_Given instruction_
Please transcribe the records precisely; pictures stay out of your copy.

_Point labeling dataset excerpts_

★ ★ ★ ★ ★ ★ ★

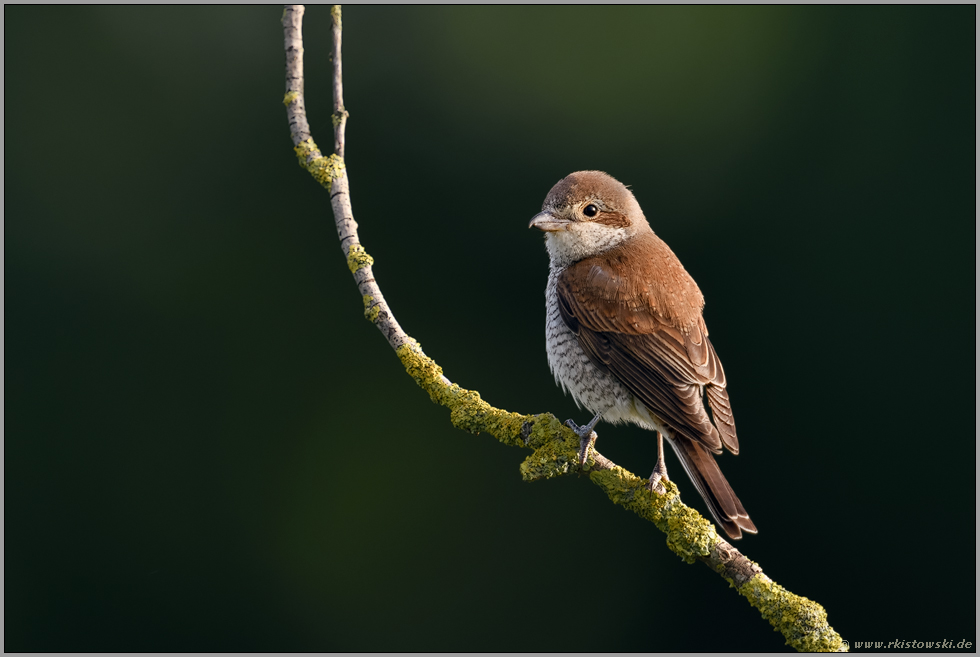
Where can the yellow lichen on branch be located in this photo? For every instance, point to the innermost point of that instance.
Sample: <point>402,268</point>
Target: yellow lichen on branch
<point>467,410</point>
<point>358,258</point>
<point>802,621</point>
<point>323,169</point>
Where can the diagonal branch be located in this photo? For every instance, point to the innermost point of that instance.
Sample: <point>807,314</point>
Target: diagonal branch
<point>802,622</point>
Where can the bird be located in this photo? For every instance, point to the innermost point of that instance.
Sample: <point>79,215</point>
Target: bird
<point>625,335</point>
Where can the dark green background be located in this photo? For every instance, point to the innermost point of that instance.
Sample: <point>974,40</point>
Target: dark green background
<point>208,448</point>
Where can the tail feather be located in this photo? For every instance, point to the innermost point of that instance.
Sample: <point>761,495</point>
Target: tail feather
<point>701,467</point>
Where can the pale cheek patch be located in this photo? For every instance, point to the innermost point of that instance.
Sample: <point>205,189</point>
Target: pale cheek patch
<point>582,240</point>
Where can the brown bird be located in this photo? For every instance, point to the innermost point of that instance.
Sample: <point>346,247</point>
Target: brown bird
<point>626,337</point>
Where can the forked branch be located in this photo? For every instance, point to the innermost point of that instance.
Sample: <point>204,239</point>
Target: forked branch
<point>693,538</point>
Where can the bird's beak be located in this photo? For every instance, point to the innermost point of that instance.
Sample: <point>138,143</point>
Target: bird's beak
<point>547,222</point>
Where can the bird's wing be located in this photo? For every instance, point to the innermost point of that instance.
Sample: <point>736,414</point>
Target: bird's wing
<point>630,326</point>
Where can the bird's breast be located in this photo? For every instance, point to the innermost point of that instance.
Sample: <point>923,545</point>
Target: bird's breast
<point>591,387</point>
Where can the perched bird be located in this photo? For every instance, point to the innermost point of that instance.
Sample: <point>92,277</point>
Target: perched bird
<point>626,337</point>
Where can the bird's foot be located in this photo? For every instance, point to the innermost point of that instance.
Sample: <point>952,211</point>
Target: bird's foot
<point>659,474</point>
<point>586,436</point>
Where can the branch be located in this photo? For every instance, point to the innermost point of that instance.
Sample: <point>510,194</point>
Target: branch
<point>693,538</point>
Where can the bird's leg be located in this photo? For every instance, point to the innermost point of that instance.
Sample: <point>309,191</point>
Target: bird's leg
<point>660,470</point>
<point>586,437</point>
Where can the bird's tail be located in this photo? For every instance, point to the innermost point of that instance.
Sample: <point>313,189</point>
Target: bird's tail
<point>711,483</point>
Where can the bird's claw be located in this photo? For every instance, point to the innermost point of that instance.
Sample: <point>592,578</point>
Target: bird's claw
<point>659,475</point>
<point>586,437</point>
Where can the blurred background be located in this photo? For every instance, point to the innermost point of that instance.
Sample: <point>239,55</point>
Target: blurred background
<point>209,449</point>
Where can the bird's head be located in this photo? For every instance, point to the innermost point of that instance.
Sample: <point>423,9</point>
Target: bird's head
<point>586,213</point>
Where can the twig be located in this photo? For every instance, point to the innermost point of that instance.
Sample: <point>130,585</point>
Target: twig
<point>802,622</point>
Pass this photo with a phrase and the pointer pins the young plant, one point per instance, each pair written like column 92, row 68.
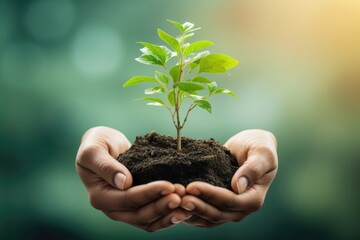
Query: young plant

★ ★ ★ ★ ★ ★ ★

_Solution below_
Where can the yellow lichen on branch be located in this photo? For every instance, point to the innermost point of that instance.
Sample: <point>402,268</point>
Target: yellow lichen on branch
<point>467,410</point>
<point>358,258</point>
<point>802,621</point>
<point>323,169</point>
Where can the diagonal branch be located in this photo? For every instance, point to the innermost point of that instance.
Sample: <point>807,314</point>
Target: diagonal branch
<point>802,622</point>
Where can the bird be located in this photo? For every instance, point to the innermost point of that instance.
Sample: <point>79,215</point>
Target: bird
<point>625,335</point>
Where can the dark green background be located in this photo? For every instance, point to the innermost point of that instance.
Sample: <point>974,40</point>
Target: dark green background
<point>208,448</point>
Where can the tail feather be located in this photo? For every instance, point to the innermost point of that instance.
Sample: <point>761,495</point>
Target: tail feather
<point>701,467</point>
Where can the pale cheek patch be located in this photo? For every instance, point to the innermost point of that instance.
Sample: <point>205,189</point>
Target: pale cheek patch
<point>582,240</point>
Where can the brown bird be located in this photo? For every instance, point to the innermost point of that instance.
Sample: <point>346,247</point>
Target: brown bird
<point>626,337</point>
Where can the forked branch be located in this photo? For every instance, point to the innermost point of that instance.
Sample: <point>204,239</point>
Target: forked branch
<point>693,538</point>
Where can the bird's beak be located in this photo? For every instance, point to the innermost point of that instance.
Sample: <point>138,143</point>
Target: bird's beak
<point>547,222</point>
Where can the bird's wing be located in this photo? For every instance, point to the innermost point of that instance.
Sample: <point>736,414</point>
Target: bird's wing
<point>630,326</point>
Where can the bird's breast be located in this photo? For every instance, point to the innermost point of that instance.
Sample: <point>923,545</point>
Target: bird's breast
<point>591,387</point>
Where can the perched bird be located in this photo? For every instance, point to the innermost point of that instance.
Sample: <point>92,277</point>
Target: perched bird
<point>626,337</point>
Where can the bird's foot be located in this photo? For every instance, point to the innermost point of that instance.
Sample: <point>952,211</point>
Target: bird's foot
<point>659,474</point>
<point>586,436</point>
Where can the branch be located in this photo? For every instance, point to the innermost point of that instance.
Sample: <point>510,194</point>
Target: branch
<point>693,538</point>
Where can the bird's leg be located in this photo? For every instance, point to the innermost point of that instance.
Sample: <point>309,191</point>
Target: bird's leg
<point>660,470</point>
<point>586,437</point>
Where can the bird's tail be located in this photo? For every instance, point to the innermost point of that instance.
Sample: <point>313,189</point>
Target: bird's tail
<point>711,483</point>
Where can the bird's claw be located in this photo? For every instance, point to the innermost point of that instance.
Sample: <point>592,578</point>
Target: bird's claw
<point>659,475</point>
<point>586,437</point>
Where can the blurred background be located in this photo? For every instance, point to the innermost point of that instance.
Sample: <point>239,55</point>
Target: blurred background
<point>209,449</point>
Where can the bird's head be located in this photo? For every instance, point to the innermost point of that instance.
Sample: <point>423,9</point>
Target: bird's head
<point>586,213</point>
Where can the twig be located in this photo? For every instance, point to the innermost point of that instance.
Sample: <point>130,585</point>
Target: twig
<point>802,622</point>
Pass this photo with a phrase and the pointer pins the young plant, one point per instance, each pair written like column 92, row 68.
Query: young plant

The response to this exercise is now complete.